====== DATA FOR THE TASK

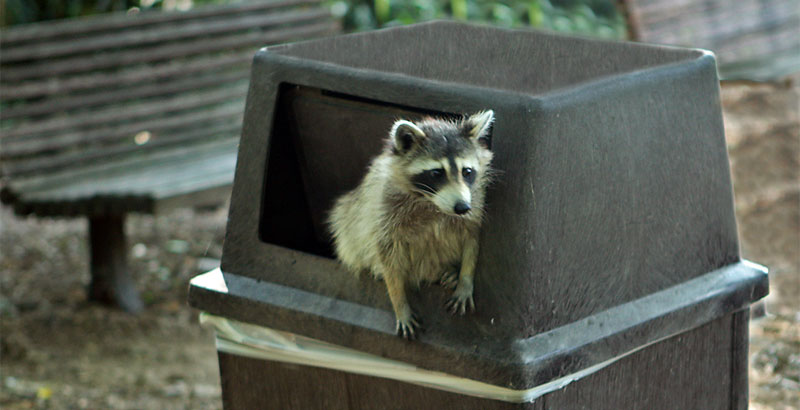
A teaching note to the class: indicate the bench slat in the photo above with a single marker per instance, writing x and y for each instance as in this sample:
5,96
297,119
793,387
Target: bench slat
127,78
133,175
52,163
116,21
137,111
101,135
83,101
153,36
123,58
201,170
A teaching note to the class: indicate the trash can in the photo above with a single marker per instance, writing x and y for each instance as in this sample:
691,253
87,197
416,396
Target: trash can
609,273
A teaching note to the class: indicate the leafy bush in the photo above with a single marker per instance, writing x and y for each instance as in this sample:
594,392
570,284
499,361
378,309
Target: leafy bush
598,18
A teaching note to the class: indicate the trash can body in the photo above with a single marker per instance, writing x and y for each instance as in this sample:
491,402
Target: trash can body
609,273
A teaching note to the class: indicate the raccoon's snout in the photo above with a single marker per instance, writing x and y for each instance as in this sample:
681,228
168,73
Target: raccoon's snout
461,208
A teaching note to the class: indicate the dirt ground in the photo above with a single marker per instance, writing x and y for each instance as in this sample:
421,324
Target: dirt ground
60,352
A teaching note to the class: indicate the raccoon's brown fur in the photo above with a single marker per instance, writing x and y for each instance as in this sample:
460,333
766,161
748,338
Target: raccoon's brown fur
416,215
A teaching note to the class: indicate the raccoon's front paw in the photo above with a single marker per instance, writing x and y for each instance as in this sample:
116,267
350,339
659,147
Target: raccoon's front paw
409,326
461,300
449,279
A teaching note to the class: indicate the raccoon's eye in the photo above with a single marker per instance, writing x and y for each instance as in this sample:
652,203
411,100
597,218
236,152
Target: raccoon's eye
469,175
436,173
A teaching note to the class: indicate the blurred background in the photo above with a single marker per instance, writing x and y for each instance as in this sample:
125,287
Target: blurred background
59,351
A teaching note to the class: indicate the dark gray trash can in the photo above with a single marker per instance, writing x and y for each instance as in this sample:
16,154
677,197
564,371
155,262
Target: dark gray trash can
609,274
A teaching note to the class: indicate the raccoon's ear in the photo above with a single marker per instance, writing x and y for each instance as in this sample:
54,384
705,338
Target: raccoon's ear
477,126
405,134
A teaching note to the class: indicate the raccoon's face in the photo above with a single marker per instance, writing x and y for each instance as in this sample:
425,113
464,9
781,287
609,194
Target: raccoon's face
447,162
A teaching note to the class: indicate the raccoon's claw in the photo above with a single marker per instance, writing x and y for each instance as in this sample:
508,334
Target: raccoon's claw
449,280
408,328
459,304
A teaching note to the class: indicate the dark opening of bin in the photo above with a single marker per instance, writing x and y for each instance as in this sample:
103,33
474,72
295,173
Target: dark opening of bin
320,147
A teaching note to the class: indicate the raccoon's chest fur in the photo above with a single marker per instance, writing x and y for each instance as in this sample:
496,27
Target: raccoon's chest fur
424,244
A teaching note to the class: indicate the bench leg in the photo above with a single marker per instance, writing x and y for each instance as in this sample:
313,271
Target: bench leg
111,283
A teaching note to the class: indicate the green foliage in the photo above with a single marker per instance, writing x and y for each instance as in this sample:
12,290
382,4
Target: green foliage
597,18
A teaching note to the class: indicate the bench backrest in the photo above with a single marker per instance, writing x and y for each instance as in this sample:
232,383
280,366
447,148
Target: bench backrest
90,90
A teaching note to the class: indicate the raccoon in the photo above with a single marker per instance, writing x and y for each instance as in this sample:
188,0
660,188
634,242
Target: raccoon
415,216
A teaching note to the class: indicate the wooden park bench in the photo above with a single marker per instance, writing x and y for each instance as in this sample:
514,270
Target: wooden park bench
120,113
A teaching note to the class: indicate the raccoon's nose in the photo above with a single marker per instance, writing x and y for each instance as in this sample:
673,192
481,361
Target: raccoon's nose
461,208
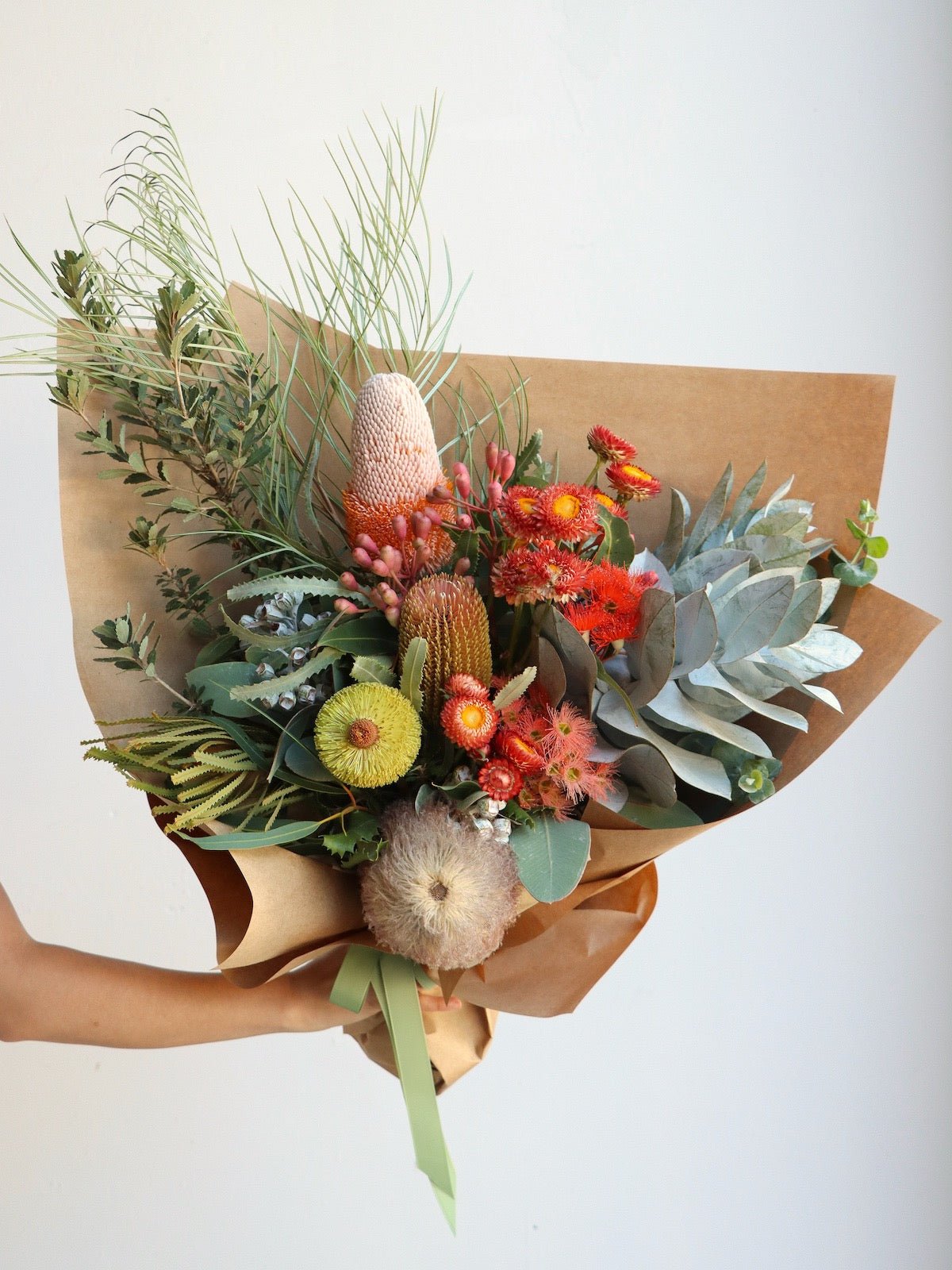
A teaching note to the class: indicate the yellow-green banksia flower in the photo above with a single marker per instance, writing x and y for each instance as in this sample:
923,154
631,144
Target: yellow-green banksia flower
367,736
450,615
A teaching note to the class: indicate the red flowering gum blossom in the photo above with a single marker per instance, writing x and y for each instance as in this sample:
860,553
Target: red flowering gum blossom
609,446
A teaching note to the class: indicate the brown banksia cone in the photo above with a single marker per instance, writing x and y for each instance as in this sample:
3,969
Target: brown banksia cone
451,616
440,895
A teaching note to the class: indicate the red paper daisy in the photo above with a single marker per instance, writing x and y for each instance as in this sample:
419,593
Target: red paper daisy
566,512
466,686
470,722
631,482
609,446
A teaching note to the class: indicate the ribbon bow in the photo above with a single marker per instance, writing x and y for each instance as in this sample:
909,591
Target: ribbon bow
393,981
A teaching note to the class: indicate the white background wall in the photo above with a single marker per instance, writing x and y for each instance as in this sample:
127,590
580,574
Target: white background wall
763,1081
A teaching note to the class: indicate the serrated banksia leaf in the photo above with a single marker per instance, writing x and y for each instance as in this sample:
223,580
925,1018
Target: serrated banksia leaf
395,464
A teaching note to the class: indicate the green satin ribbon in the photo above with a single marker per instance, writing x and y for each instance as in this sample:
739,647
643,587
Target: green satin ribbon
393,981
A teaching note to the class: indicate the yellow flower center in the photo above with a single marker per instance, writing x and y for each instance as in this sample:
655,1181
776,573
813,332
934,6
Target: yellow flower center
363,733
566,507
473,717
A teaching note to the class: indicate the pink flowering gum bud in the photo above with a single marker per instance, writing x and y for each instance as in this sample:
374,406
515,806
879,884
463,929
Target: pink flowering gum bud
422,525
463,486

============

### [WHAT TO WORK ON]
For this exercise, please retype exactly the lines in the listing from the line with "A teaching note to the class: indicate the red flowering" through its last line, both ends included.

### [TASK OUTPUT]
A teaching note to the class: indicate the red flowering gum blossom in the photo above with a single marker per instance, writing x and y for each instance as in this sample:
860,553
Target: red flowering gum blossom
609,446
A teaching note to the class: indicate the brown banksia cone in the photo above with a single marker per instance, writing x and y for each instance as in this sample:
3,969
Target: brown banksia cone
451,616
440,895
A teaching note to the class: indicate the red paper daisy in the photo above with a single marker per instance, writing x and y for each instance as in this sample:
419,593
Target: red paper daisy
566,512
466,686
470,722
631,482
609,446
A teaching note to the class: indicate the ribbon bow in the photo above with a single marker per instance, writing x and y for each instance as in this sample:
909,591
Target: ribbon bow
393,981
A teaching note to the class: indicate the white background wall in the photo above with a single marker per instance, writing x and y for each instance as in this sample:
127,590
580,574
Target: white background wall
763,1081
A teaching note to the class: indicate the serrated banksia leaf in the photo above with a single marker per instance, writing x and y for each instance as in this sample:
223,580
925,1018
Target: serrated banksia leaf
395,464
A teaching note to the class: indicate the green satin ribbon in the photo above with a single marker per instance, writing x and y for each instance as in this sample:
739,647
643,587
Target: green satin ribbon
393,981
A teaching note to the class: indicate the yellow flower center in the photo above with a single marker per instance, writing x and y for each instance as in this sample:
655,1181
776,573
813,332
934,6
Target: yellow flower center
363,733
566,507
473,717
A teaching note to the class: indicate the pink flowering gum bud in the photo above with a single marker per instance, writing x and y for each instance as in this sample:
374,406
515,806
879,884
463,929
Target: pink flowering gum bud
422,525
463,486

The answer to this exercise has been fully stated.